DIRECTIVE => In the records below, locate the line containing "Where can the forested"; output that line and every following line through the last, exactly.

------------------------

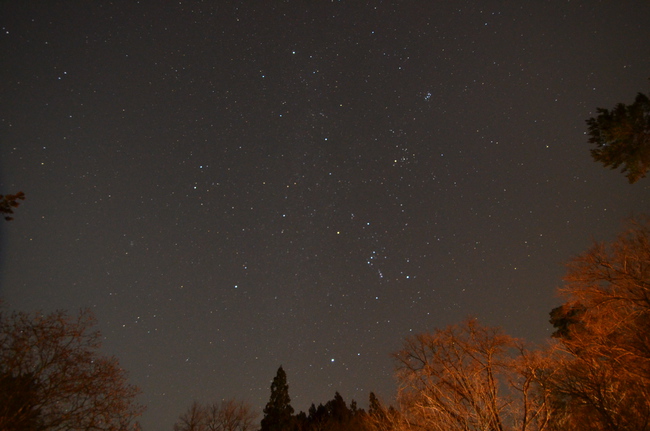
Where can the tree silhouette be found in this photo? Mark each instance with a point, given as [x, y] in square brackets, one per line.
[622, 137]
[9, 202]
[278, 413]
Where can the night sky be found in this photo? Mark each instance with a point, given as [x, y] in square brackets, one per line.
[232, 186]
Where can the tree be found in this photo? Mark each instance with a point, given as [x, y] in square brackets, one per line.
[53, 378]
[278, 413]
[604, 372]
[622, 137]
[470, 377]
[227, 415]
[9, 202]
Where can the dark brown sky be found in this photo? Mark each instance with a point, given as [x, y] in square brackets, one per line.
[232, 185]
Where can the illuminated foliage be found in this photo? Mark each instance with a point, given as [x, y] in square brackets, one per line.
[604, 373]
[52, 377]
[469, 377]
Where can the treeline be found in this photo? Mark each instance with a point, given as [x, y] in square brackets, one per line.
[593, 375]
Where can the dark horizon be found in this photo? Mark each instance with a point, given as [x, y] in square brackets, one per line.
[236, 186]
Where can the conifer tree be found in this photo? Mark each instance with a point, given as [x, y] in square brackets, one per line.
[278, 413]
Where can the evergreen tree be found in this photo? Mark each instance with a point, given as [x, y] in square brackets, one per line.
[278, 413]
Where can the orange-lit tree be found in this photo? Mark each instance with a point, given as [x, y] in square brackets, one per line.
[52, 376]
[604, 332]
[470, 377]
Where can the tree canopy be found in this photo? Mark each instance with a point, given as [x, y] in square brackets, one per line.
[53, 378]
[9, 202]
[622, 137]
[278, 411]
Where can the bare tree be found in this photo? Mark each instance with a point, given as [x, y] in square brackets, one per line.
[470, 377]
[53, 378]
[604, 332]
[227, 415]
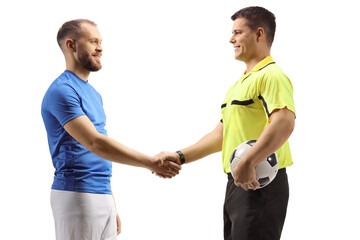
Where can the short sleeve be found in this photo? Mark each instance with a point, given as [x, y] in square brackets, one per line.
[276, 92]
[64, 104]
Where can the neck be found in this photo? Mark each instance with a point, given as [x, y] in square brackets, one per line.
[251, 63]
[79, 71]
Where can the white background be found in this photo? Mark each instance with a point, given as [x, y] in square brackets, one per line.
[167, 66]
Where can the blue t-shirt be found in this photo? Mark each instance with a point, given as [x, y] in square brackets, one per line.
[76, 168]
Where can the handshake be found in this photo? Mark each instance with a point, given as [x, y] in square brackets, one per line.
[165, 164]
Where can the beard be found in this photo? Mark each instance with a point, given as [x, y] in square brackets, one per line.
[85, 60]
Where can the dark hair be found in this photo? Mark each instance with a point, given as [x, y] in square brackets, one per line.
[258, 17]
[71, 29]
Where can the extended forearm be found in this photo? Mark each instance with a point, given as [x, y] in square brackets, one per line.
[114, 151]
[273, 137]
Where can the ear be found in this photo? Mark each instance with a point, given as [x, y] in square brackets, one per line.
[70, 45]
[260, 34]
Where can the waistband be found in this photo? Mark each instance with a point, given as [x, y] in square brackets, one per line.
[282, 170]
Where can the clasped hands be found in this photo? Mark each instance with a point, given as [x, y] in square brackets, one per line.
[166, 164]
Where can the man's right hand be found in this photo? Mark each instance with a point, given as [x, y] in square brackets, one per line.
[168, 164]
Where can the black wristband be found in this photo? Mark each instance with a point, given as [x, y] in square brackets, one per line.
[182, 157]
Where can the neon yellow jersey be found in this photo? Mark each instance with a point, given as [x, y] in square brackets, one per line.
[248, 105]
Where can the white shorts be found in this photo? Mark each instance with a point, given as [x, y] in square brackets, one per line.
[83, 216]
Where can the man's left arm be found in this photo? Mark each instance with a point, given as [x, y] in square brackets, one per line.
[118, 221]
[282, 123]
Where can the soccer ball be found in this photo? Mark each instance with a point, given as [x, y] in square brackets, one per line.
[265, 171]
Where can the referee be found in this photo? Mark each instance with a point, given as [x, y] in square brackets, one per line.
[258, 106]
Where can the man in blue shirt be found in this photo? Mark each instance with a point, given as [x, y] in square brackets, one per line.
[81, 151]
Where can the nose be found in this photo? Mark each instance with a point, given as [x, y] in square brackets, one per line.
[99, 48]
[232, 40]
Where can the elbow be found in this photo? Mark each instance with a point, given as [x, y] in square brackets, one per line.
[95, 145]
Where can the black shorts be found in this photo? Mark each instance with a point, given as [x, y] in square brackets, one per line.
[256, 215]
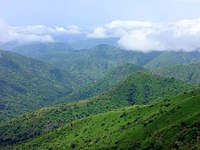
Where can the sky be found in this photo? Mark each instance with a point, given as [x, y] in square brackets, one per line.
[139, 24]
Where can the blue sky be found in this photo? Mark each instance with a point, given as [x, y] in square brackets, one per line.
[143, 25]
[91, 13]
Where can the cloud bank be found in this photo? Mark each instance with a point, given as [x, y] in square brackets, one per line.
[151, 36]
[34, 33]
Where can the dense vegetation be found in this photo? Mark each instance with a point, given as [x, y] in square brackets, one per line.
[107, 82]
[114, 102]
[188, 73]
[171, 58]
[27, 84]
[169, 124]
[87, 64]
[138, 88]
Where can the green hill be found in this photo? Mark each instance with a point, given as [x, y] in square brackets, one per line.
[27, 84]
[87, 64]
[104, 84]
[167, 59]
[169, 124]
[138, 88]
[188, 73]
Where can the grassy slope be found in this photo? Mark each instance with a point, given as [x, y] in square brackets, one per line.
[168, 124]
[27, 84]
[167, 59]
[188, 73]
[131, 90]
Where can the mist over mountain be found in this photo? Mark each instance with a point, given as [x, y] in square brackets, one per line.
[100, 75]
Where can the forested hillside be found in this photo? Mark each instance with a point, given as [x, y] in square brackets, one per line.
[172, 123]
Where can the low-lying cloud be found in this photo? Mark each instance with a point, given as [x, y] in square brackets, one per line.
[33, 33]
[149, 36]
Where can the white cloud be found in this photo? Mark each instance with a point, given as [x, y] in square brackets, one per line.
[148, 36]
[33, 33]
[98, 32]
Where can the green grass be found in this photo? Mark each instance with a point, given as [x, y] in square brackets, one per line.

------------------------

ANSWER IN FULL =>
Where can the forested hillside be found in this photo? Mark each instance with a point, given as [x, y] in square brackets, one per line.
[172, 123]
Where can the low-lying cloud be found in this photo? Mark each instance with a point, given as [x, y] in square brackets, one per line.
[33, 33]
[149, 36]
Where can the white cloud be found in this photo? Mark each instance with a point, given as [x, y] in square brackets, one per line.
[148, 36]
[33, 33]
[98, 32]
Where can the green grass be found in this photo? Mark each instance with a point, given as [x, y] in square brackets, one per line.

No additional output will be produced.